**Given exercise**
Copy out every record below with complete accuracy.

**Extracted entries**

— begin —

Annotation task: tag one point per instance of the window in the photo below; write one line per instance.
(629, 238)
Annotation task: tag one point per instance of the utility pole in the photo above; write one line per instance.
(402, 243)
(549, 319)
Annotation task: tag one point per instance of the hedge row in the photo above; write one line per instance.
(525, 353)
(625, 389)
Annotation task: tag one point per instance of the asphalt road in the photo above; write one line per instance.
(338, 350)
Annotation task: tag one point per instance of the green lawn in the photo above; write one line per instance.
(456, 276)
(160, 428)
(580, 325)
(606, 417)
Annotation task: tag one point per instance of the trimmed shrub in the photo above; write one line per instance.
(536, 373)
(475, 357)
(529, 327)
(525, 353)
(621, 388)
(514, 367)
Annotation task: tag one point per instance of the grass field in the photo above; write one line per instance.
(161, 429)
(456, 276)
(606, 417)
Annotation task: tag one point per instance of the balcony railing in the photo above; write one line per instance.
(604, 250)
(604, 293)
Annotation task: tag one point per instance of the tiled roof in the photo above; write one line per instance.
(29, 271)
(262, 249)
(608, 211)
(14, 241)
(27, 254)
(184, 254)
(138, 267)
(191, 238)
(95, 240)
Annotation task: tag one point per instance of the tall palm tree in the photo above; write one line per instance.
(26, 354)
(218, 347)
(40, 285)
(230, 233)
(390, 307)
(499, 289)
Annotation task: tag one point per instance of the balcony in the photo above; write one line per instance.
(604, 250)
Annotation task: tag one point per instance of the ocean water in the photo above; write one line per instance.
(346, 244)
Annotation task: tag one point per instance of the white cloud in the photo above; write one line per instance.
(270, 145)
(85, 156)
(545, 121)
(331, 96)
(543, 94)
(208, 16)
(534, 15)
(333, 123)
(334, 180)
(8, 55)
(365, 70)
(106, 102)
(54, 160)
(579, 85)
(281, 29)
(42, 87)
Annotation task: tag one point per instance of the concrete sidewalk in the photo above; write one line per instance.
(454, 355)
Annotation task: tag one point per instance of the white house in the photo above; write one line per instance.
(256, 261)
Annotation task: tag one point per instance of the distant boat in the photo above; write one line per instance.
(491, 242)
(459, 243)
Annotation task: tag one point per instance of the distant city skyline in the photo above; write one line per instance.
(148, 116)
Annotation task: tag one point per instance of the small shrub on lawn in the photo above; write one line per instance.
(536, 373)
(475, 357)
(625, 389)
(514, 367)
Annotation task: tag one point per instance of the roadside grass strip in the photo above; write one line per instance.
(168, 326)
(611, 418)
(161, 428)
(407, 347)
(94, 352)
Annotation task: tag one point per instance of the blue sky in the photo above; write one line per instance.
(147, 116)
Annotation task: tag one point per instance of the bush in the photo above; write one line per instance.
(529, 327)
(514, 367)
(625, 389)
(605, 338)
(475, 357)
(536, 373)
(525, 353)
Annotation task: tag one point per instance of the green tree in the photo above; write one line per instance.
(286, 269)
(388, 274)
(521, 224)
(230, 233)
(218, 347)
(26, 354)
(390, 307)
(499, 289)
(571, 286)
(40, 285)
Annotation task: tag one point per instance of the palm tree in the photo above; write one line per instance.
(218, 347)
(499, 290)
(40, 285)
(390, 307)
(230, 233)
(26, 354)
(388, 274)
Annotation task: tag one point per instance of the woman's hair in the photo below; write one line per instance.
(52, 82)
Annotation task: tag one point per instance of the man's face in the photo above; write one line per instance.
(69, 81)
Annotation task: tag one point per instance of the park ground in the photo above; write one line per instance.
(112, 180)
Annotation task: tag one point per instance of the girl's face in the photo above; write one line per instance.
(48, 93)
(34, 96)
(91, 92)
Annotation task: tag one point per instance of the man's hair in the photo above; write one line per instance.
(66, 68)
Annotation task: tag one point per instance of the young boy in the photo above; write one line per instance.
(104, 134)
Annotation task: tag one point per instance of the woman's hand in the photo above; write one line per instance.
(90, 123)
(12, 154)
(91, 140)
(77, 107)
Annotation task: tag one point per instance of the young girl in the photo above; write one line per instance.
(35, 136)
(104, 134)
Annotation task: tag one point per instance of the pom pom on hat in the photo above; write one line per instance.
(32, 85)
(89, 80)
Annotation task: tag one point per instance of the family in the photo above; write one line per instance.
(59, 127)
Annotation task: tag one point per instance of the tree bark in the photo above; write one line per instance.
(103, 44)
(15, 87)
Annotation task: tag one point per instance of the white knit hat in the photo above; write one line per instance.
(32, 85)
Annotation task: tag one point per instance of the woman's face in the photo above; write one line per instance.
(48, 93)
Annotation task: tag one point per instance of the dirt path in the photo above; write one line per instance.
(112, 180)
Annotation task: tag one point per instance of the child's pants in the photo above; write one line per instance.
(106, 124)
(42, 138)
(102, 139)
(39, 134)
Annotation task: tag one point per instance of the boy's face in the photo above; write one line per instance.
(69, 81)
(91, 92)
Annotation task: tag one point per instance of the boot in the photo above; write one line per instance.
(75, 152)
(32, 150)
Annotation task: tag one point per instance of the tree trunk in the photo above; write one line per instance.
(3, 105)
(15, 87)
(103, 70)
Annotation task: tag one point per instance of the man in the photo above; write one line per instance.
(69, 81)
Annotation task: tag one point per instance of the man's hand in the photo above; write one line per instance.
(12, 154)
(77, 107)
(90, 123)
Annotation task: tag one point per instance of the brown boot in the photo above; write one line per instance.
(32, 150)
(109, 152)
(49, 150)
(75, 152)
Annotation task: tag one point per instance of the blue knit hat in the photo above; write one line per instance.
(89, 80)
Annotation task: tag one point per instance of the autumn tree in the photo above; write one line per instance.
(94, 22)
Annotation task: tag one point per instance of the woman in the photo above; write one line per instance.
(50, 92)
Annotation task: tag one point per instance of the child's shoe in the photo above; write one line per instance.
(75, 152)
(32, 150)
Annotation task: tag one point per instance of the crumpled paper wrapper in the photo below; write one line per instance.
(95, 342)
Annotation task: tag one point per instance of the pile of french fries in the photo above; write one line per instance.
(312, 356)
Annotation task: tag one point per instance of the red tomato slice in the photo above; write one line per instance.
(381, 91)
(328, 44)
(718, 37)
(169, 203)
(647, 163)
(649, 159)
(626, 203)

— end —

**Answer**
Annotation task: tag one point per instance of the window in the photo below; write one line per instance.
(629, 238)
Annotation task: tag one point per instance of the utility pole in the photo above; write one line per instance.
(402, 243)
(549, 319)
Annotation task: tag one point per instance of the hedge row in the photo above; write one line per instance.
(525, 353)
(625, 389)
Annotation task: tag one point per instance of the asphalt road in the photo above; write one line per instance.
(338, 350)
Annotation task: tag one point per instance of the green lawn in the photo above; write one line per instance.
(456, 276)
(160, 428)
(580, 325)
(606, 417)
Annotation task: tag one point per instance of the trimmed shrub in the photo above; write one line per instance.
(536, 373)
(475, 357)
(529, 327)
(525, 353)
(621, 388)
(514, 367)
Annotation task: tag one point per instance of the grass field in the photo above; write one line per instance.
(161, 429)
(456, 276)
(606, 417)
Annotation task: tag one point per instance of the balcony railing in the photo above; write one line per instance.
(604, 250)
(604, 293)
Annotation task: tag one point per instance of the tiled roof in the photo above; write one line per instance.
(29, 271)
(262, 249)
(608, 211)
(14, 241)
(27, 254)
(184, 254)
(138, 267)
(191, 238)
(95, 240)
Annotation task: tag one point per instance of the tall palm tree in the photo above; write one line per instance.
(26, 354)
(218, 347)
(40, 285)
(230, 233)
(390, 307)
(499, 289)
Annotation task: tag one point per instance of the balcony in the photo above; write one line per instance.
(604, 250)
Annotation task: tag one point per instance of the ocean water in the photo above; write one line per instance.
(346, 244)
Annotation task: tag one point per instance of the white cloud in the photo above; write one line per instance.
(270, 145)
(85, 156)
(545, 121)
(331, 96)
(543, 94)
(208, 16)
(534, 15)
(333, 123)
(334, 180)
(8, 55)
(365, 70)
(106, 102)
(54, 160)
(579, 85)
(281, 29)
(42, 87)
Annotation task: tag one point per instance of the concrete sidewalk in the photo above; write one line per instance.
(454, 355)
Annotation task: tag one point per instance of the white house in the photo above; write one line per instance.
(256, 261)
Annotation task: tag one point per instance of the distant boat in the photo above; write one line per instance.
(491, 242)
(459, 243)
Annotation task: tag one point per instance of the distant city skyline in the photo above; write one line per instance.
(148, 116)
Annotation task: tag one point per instance of the small shrub on lawn in the photo above; write one line per instance.
(536, 373)
(475, 357)
(625, 389)
(514, 367)
Annotation task: tag one point per instance of the roadside grass strip in the photo above; write one line per instance.
(168, 326)
(611, 418)
(161, 428)
(407, 347)
(94, 352)
Annotation task: tag one point per instance of the blue sky in the photo above; write one line per instance.
(147, 116)
Annotation task: tag one point per instance of the bush in the photo above; write one line per instance.
(529, 327)
(514, 367)
(625, 389)
(605, 338)
(475, 357)
(536, 373)
(525, 353)
Annotation task: tag one point per instance of the green tree in the photo above; write one line per instance.
(286, 269)
(388, 274)
(521, 224)
(230, 233)
(218, 347)
(26, 354)
(390, 307)
(499, 289)
(571, 286)
(40, 285)
Annotation task: tag one point per instance of the palm tree in the photo above; write one line per instance.
(218, 347)
(499, 290)
(40, 285)
(390, 307)
(230, 233)
(26, 354)
(388, 274)
Annotation task: tag one point per instance of the woman's hair in the photo below; write one line per instance.
(52, 82)
Annotation task: tag one point per instance of the man's face in the photo above; write one line per instance.
(69, 81)
Annotation task: tag one point per instance of the park ground in the photo above; write one line per instance.
(112, 180)
Annotation task: tag one point per instance of the girl's face in the photo above; write one line per instance.
(48, 93)
(34, 96)
(91, 92)
Annotation task: tag one point per instance of the man's hair in the photo above; write one line per instance.
(66, 68)
Annotation task: tag one point per instance of the young boy in the photo above; write one line per instance.
(104, 134)
Annotation task: tag one point per instance of the woman's hand in the photo above; write one line per instance.
(90, 123)
(12, 154)
(91, 140)
(77, 107)
Annotation task: tag one point per instance of the young girl in the photo above; write one line per instance.
(35, 136)
(104, 134)
Annotation task: tag one point per instance of the pom pom on hat in the photo above; write one line per instance.
(32, 85)
(89, 80)
Annotation task: tag one point per instance of the family in the photo above; write one line per instance.
(59, 127)
Annotation task: tag one point per instance of the tree bark in the photo above; write one line per instance.
(103, 44)
(15, 87)
Annotation task: tag one point per instance of the white knit hat in the photo above; write one line per instance.
(32, 85)
Annotation task: tag one point per instance of the woman's face in the photo above; write one line per instance.
(48, 93)
Annotation task: tag one point per instance of the dirt path in the photo above; write one line per instance.
(112, 180)
Annotation task: tag one point per instance of the child's pants in the photo above; write one line per instance.
(106, 124)
(42, 138)
(102, 139)
(39, 134)
Annotation task: tag one point per instance of the boy's face in the photo above; write one line per instance.
(69, 81)
(91, 92)
Annotation task: tag one point per instance of the boot in the photo above; write one line per instance.
(75, 152)
(32, 150)
Annotation task: tag one point per instance of the tree trunk in the photo above; write one line per instance.
(3, 105)
(15, 87)
(103, 70)
Annotation task: tag one point per instance of the man in the photo above; write one line per instance.
(69, 81)
Annotation task: tag one point per instance of the man's hand in the photo above; write one line per instance.
(12, 154)
(77, 107)
(90, 123)
Annotation task: tag one point per instance of the brown boot in the photo above; write one line per instance.
(32, 150)
(109, 152)
(49, 150)
(75, 152)
Annotation task: tag one point per instance of the blue knit hat in the photo above; write one line per instance.
(89, 80)
Annotation task: tag one point per instance of the autumn tree in the photo above; write one line per instance.
(94, 22)
Annotation task: tag one point per instance of the woman in the photo above; write one line per instance.
(50, 92)
Annotation task: tag one point per instance of the child's shoe in the photo above; write one line per instance.
(75, 152)
(32, 150)
Annotation task: tag one point per instance of the crumpled paper wrapper in the photo below; write one line per instance.
(95, 342)
Annotation task: tag one point per instance of the pile of french fries in the photo above; write one line per instance.
(312, 356)
Annotation task: tag one point per instance of the red tomato slice in the photo above; write one line per instance.
(381, 91)
(328, 44)
(718, 37)
(169, 203)
(647, 163)
(649, 159)
(626, 203)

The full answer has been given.